Exercise instructions: Only the count is needed. Count the lines below with the word "pigeon" in them.

[Records from a dataset]
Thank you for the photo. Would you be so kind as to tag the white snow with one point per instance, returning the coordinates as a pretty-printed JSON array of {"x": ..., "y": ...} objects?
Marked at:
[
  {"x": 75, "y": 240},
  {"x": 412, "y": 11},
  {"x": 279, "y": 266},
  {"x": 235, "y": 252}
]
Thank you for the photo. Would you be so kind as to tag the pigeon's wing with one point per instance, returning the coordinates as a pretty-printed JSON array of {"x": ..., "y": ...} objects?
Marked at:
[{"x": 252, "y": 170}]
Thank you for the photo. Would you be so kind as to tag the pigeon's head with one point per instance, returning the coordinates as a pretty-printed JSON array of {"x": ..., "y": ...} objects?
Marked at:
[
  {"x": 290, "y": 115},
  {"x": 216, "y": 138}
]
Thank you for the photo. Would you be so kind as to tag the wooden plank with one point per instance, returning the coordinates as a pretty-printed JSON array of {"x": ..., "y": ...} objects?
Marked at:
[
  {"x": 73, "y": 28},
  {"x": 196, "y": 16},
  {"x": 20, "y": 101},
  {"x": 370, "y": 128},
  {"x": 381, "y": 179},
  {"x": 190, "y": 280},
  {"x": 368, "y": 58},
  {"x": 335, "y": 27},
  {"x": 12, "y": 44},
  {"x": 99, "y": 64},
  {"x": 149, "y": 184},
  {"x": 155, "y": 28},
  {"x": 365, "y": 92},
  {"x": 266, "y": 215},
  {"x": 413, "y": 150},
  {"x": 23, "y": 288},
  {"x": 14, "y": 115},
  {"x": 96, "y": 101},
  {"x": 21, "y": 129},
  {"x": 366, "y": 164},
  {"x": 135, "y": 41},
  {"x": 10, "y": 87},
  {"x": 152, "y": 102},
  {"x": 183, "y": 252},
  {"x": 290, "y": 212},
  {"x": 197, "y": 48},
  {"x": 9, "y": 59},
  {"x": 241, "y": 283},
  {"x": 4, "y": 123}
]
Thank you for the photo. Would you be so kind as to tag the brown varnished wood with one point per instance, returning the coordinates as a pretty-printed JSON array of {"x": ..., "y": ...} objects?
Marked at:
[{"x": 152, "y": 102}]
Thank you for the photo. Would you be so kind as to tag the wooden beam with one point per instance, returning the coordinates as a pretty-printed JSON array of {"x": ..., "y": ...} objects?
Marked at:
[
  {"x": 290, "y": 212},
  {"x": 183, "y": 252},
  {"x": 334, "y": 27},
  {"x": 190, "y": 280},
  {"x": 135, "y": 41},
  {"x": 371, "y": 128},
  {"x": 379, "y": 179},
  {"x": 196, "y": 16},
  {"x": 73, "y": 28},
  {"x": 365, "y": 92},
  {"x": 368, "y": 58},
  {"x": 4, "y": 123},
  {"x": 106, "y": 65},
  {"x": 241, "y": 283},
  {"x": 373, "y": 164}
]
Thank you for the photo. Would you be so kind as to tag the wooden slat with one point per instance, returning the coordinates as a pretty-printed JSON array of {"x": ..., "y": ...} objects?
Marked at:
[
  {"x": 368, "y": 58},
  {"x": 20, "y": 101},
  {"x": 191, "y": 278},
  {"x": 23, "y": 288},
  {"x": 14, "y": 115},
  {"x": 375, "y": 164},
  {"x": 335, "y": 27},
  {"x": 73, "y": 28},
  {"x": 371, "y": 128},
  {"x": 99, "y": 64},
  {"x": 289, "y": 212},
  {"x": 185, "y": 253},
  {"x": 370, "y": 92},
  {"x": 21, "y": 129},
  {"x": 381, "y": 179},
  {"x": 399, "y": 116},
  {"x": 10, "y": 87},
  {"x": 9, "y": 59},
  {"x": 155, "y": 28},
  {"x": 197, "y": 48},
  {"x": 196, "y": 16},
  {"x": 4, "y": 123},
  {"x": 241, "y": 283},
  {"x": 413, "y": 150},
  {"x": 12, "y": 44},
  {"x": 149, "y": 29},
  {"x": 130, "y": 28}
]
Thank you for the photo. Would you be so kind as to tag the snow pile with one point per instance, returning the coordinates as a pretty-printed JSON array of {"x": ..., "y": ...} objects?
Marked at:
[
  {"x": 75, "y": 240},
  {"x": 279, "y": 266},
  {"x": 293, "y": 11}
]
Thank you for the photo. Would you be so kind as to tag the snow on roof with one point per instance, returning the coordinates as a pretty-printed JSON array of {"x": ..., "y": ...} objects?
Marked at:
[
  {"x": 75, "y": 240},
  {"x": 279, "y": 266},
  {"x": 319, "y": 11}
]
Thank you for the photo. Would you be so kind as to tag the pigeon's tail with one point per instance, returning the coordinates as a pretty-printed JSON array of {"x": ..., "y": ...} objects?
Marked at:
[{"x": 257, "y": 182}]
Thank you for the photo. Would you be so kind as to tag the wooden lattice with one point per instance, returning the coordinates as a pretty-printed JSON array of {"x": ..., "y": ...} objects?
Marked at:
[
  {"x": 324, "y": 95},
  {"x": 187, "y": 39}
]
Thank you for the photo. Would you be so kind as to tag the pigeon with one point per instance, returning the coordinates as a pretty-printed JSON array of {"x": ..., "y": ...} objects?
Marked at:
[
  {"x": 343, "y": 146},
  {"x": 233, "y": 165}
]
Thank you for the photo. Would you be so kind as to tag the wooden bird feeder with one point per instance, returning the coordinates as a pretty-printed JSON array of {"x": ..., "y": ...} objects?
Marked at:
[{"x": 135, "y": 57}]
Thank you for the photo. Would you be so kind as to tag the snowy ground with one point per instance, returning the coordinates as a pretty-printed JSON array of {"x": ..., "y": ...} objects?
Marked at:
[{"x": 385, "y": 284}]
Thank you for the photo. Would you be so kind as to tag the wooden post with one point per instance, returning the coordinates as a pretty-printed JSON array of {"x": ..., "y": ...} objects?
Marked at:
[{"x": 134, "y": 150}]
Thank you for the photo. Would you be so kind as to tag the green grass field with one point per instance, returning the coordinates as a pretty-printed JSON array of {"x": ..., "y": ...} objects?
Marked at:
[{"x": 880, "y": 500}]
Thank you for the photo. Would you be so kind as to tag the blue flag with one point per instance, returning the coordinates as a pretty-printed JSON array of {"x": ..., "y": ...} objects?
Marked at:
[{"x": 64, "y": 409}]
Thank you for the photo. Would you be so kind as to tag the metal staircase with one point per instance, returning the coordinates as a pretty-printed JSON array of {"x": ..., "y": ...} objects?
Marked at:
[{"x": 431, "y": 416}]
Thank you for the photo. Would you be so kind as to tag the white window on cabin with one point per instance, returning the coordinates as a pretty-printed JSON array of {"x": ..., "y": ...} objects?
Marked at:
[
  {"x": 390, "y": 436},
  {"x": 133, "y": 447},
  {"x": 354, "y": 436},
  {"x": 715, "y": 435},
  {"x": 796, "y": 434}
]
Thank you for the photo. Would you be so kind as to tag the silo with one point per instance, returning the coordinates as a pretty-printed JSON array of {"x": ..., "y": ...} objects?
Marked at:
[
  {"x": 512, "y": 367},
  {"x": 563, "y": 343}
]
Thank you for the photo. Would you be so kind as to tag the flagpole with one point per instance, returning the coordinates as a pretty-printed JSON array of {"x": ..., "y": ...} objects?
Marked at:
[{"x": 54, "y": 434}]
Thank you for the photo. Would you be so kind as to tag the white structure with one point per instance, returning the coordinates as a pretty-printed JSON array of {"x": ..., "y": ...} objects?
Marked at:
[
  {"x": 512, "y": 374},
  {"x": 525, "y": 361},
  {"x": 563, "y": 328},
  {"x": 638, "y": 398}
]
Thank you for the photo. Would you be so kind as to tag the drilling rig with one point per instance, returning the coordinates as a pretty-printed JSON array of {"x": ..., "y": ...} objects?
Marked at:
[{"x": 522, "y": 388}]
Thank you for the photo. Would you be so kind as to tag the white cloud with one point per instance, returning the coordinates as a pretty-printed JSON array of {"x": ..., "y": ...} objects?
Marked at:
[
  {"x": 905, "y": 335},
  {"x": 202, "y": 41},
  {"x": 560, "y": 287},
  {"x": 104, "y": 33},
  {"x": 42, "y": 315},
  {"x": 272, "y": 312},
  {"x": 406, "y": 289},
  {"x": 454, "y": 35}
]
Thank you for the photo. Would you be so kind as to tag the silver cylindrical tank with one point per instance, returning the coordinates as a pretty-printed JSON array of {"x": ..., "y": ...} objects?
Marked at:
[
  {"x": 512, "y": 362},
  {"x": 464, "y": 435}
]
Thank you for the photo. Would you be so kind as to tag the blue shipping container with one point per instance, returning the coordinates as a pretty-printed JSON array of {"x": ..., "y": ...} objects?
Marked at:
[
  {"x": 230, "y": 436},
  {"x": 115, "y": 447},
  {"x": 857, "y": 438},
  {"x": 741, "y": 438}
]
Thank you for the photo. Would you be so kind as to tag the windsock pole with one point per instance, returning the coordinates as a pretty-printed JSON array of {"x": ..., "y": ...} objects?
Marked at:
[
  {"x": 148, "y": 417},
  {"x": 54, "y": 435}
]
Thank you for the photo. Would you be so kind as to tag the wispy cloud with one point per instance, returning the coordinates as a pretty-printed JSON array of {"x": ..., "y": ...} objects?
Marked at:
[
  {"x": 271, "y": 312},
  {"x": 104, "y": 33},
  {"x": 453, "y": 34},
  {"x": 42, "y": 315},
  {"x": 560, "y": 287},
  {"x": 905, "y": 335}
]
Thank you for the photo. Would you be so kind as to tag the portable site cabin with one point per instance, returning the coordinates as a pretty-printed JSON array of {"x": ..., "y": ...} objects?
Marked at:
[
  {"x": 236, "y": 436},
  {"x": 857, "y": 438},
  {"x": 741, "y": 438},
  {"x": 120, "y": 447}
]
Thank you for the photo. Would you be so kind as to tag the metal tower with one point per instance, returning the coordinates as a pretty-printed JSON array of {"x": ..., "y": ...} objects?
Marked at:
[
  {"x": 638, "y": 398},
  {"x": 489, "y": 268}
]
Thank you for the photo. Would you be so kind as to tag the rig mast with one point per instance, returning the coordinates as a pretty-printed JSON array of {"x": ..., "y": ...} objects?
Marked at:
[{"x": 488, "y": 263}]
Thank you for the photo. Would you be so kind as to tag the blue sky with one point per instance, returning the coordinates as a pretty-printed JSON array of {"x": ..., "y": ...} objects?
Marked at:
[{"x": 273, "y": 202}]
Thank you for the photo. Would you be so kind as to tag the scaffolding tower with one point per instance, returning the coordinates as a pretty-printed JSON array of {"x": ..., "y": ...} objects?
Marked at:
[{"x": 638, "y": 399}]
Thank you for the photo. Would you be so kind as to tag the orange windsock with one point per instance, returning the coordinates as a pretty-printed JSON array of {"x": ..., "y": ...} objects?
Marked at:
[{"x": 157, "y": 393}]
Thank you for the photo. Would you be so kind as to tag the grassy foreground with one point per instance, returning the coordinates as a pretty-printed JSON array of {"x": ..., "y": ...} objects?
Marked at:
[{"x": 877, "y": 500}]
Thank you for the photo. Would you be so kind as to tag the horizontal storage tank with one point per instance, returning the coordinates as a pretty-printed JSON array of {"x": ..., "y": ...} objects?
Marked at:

Response to this exercise: 4